FONTE »

════════════════════

Artigo aborda impacto negativo da falta de informações de qualidade no processo legislativo, exemplificando com o PL 3.722/12 sobre armas de fogo. Helder Ferreira (2020) avalia a qualidade das evidências científicas citadas durante a tramitação.

terça-feira, 5 de março de 2024

Atualizado em 4 de março de 2024 13:55

O presente artigo tratará da influência negativa da ausência de informações de qualidade no curso do processo legislativo. Tal esforço será norteado por produções acadêmicas, assim como análises concretas de proposições legislativas consideradas i) políticas públicas de grande impacto; e/ou ii) alterações no texto constitucional.

Políticas públicas de grande impacto social são aqui entendidas como toda proposição legislativa que gere significativas alterações em setores da sociedade ou mesmo em determinadas áreas da administração pública, como a instituição de programa de incentivo ao desenvolvimento de determinado setor industrial no país ou mesmo programas de combate a determinados crimes, tal qual a lei 13.344/16 impôs sobre o tráfico de pessoas. 

Nessa esteira, é possível notar esses efeitos deletérios no âmbito do PL 3.722/12, da Câmara dos Deputados, que "Disciplina as normas sobre aquisição, posse, porte e circulação de armas de fogo e munições, cominando penalidades e dando providências correlatas."

Helder Ferreira (2020) trata de analisar a qualidade das evidências científicas adotadas durante a tramitação do PL 3.722/12. O autor desenvolve uma avaliação dos documentos, pareceres e discursos dos parlamentares, de modo a avaliar, na hipótese de haver qualquer citação a estudo científico, a pertinência desses trabalhos para a análise do PL.

Durante o estudo o autor utilizou cinco métricas principais que culminaram em três níveis de qualidade das evidências:

Métricas

Foram usadas fontes de dados e medidas de resultados apropriados para a questão pesquisada?

Foi adequado o tempo estudado (por exemplo, tempo de observação suficiente antes e após a lei)?

Foram usados testes estatísticos apropriados?

Os resultados permaneceram robustos com variações nas variáveis e análises?

Os dados e resultados desagregados das variáveis de controle foram consistentes com a literatura?

Níveis de qualidade

boa qualidade, se todas as métricas foram alcançadas;

qualidade razoável, se de três a quatro métricas foram alcançadas, incluindo testes estatísticos apropriados; e

baixa qualidade, tanto para os casos em que só foram alcançadas de uma a duas métricas quanto para aqueles em que de três a quatro métricas foram cumpridas, mas sem teste estatístico apropriado. (FERREIRA, 2020, p. 129)

Observando que seis documentos anexados na página de tramitação do PL, na Câmara dos Deputados, citaram estudos científicos, foi realizada a análise da qualidade/pertinência dessas evidências para a discussão da proposição legislativa. Chegou-se à conclusão de que todos os estudos utilizados eram de baixa qualidade ou insuficientes.

Ferreira (2020, p. 132) conclui que a ausência de evidências de qualidade no âmbito de políticas públicas relacionadas ao controle estatal da posse e porte de armas de fogo pode estar relacionada à pouca influência dessas informações no curso do processo legislativo, à possível pressão de grupos interessados na aprovação da proposta e à dificuldade de os parlamentares e assessores de alcançarem as produções científicas. Daí a importância da perspectiva trazida por Keith Krehbiel (1992) com vistas a verificar qual seria o desenho institucional adequado para fomentar a produção e o compartilhamento de informações de qualidade no processo legislativo.

════════════════════

DADOS FORNECIDOS »
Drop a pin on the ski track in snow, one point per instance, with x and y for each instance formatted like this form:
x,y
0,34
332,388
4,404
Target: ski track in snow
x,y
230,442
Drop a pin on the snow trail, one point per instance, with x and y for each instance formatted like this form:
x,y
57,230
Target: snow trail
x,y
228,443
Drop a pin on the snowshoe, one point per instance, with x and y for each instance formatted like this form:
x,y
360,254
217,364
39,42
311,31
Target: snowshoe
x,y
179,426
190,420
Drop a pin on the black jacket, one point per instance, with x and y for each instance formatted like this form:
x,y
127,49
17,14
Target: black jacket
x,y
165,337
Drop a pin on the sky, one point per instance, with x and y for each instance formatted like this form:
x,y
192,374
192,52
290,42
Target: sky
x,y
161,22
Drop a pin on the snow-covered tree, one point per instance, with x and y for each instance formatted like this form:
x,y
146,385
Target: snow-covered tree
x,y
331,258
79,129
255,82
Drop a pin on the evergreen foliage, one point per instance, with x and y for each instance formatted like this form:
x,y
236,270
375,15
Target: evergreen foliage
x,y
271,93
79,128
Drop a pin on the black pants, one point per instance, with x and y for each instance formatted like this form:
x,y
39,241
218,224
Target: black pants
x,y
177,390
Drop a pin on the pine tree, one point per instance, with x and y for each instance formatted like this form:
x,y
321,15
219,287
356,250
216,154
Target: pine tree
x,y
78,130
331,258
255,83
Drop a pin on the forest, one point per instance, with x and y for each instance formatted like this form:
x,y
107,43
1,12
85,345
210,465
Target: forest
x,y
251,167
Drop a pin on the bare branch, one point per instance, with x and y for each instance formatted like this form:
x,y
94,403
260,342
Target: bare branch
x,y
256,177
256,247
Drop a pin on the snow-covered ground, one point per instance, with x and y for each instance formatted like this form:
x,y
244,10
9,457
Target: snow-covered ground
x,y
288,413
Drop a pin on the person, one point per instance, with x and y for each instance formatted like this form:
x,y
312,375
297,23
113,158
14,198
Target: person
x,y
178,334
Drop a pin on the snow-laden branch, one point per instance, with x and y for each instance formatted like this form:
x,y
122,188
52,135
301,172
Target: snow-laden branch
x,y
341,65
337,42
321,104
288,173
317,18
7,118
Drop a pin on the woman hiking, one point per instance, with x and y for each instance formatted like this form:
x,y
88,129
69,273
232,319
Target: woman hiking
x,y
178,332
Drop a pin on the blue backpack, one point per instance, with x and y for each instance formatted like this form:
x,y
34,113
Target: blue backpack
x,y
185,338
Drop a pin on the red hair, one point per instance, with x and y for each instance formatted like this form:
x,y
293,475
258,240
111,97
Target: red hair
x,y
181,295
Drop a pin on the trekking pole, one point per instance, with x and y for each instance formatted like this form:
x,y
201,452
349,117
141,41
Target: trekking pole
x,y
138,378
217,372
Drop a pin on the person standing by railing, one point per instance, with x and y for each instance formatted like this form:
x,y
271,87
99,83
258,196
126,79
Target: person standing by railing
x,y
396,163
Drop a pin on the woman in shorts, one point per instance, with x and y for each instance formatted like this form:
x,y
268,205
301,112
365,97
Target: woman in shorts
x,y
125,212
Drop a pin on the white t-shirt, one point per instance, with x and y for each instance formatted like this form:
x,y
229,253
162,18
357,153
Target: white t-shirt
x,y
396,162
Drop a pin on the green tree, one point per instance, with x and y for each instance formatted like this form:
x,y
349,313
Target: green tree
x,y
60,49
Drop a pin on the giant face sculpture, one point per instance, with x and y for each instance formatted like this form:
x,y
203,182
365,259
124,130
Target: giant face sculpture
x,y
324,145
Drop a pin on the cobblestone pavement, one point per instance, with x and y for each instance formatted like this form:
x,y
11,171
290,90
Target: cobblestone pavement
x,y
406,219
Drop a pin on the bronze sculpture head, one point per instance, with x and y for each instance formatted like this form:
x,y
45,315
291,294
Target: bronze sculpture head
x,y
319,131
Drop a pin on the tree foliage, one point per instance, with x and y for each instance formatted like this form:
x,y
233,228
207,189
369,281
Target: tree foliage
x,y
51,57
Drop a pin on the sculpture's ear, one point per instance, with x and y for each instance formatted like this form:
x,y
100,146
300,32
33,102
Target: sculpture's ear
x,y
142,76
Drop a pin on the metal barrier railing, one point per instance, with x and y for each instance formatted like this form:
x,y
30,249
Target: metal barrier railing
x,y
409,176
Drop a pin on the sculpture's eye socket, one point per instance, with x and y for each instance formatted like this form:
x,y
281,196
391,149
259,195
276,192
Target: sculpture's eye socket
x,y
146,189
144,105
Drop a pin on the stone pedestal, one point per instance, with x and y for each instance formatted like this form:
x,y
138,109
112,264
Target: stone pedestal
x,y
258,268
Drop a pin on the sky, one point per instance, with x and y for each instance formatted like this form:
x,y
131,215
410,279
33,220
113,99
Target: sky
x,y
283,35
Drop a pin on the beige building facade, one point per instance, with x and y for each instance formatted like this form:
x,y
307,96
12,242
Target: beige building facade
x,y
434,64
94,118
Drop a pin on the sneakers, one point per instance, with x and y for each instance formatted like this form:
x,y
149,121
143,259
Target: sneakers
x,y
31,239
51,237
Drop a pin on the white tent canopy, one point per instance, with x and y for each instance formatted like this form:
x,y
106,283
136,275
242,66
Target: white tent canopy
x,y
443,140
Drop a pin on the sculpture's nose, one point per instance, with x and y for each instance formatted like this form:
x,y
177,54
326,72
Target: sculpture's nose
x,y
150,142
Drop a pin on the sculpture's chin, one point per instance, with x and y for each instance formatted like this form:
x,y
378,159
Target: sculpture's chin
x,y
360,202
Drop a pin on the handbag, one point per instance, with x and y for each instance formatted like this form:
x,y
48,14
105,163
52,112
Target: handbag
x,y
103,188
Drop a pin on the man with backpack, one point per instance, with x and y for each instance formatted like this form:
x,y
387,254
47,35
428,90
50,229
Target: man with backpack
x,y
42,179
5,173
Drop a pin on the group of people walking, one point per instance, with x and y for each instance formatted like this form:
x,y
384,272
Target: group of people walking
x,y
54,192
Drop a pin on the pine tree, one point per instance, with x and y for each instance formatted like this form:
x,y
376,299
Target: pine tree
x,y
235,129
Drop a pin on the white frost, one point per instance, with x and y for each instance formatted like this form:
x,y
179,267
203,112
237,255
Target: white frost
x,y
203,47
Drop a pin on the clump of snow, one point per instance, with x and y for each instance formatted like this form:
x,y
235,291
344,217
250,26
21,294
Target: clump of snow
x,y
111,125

════════════════════

ENUNCIADO » Segundo a fonte sobre o PL 3.722/12, quantos documentos anexados na página de tramitação da Câmara dos Deputados citaram estudos científicos? Os dados não são necessários para esta atividade.

RESULTADO DO EXERCÍCIO » Seis documentos.